◆ EXERCISE DETAILS: In two sentences, summarize the piece on Navajo Christians and Window Rock Christian Reformed Church.

◆ DOCUMENT SECTION:
Join our mailing list

Navajo Christians Build Relationships through Scripture and Culture

Window Rock Christian Reformed Church used a Vital Worship Grant project to connect with more people by engaging scripture in ways reflective of Navajo cultural practices.

When asked how many Navajo people identify as Christian or how many members his church has, Stanley W. Jim responds, "That's a very Western culture type of question. Western culture always wants to talk about numbers and results. For Native cultures, it's all about relationships." 

Jim is the pastor of Window Rock Christian Reformed Church (WRCRC) in Window Rock, Arizona, capital of the Navajo Nation. He was the project director for WRCRC's Vital Worship Grant project to contextualize worship practices by engaging scripture in ways reflective of Navajo cultural practices. The congregation prioritized Navajo language and cultural practices, adapted its learning during the COVID-19 pandemic, and built lasting relationships beyond church walls.

◆ DATA SUPPLIED:
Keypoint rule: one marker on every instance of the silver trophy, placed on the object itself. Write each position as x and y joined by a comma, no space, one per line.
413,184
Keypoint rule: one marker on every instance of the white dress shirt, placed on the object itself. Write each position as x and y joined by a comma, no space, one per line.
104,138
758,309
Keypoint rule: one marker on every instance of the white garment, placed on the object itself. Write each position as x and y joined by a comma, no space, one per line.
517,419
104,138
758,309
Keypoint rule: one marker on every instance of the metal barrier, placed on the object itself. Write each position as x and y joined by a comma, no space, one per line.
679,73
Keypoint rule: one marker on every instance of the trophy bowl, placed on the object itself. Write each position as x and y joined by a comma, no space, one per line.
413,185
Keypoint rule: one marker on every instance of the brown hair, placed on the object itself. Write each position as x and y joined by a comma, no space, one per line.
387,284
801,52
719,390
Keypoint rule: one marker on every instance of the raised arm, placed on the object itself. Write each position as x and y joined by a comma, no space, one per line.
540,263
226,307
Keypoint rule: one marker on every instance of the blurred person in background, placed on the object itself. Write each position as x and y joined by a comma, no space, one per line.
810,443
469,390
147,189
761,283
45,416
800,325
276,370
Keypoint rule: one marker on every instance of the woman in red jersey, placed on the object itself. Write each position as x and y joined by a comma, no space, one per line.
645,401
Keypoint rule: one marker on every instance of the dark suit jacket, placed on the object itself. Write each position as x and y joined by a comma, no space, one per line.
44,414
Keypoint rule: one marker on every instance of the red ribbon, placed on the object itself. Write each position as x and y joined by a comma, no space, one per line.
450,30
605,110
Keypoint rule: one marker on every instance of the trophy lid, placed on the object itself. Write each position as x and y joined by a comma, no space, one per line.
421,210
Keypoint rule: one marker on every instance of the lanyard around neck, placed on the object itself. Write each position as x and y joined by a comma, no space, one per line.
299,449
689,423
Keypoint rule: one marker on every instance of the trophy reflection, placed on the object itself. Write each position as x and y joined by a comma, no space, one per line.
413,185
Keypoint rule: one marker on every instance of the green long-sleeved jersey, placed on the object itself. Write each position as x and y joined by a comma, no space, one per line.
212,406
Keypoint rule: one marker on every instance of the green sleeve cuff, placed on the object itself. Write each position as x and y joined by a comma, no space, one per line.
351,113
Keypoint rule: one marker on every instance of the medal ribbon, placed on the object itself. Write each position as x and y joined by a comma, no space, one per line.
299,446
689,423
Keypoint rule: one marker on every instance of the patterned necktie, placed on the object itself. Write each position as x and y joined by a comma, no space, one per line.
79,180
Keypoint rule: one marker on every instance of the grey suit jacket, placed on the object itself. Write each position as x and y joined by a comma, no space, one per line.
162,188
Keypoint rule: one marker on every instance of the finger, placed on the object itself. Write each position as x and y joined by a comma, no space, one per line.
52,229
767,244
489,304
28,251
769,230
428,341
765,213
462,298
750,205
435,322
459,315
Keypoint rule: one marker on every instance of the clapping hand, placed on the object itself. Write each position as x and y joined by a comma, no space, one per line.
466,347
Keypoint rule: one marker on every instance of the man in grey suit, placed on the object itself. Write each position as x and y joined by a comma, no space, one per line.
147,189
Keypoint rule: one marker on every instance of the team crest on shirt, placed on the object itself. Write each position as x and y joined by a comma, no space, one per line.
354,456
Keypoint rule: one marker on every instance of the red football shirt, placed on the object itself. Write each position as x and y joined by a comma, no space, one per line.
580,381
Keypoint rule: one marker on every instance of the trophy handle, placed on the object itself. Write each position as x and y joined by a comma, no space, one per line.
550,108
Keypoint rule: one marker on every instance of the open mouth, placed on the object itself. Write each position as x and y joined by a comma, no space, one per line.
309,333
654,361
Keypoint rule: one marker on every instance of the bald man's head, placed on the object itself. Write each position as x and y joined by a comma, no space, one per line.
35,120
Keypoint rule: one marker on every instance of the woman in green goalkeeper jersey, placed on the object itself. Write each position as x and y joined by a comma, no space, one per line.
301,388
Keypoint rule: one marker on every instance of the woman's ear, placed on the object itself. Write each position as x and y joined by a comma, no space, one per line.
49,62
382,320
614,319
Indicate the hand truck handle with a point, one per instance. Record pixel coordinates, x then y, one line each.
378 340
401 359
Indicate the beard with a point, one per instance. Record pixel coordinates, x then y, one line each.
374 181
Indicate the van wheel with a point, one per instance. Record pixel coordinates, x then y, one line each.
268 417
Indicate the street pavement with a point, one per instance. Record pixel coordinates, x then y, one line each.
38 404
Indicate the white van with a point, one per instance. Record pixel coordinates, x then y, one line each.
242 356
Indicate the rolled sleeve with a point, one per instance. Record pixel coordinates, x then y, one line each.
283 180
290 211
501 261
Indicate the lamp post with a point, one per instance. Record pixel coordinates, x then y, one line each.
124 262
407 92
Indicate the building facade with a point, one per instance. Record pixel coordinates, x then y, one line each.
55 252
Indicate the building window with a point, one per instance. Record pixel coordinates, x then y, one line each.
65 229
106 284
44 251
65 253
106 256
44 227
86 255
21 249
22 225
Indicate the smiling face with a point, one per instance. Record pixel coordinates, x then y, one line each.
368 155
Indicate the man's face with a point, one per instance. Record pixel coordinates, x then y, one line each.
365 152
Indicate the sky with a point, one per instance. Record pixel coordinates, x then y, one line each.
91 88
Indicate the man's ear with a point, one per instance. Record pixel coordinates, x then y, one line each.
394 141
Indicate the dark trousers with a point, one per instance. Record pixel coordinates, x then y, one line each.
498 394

◆ REPLY TO THE TASK: Window Rock Christian Reformed Church in Window Rock, Arizona, capital of the Navajo Nation, used a Vital Worship Grant project, directed by its pastor Stanley W. Jim, to engage scripture in ways reflective of Navajo cultural practices. The congregation prioritized Navajo language and cultural practices, adapted its learning during the COVID-19 pandemic, and built lasting relationships beyond church walls, in keeping with Jim's view that for Native cultures, "it's all about relationships."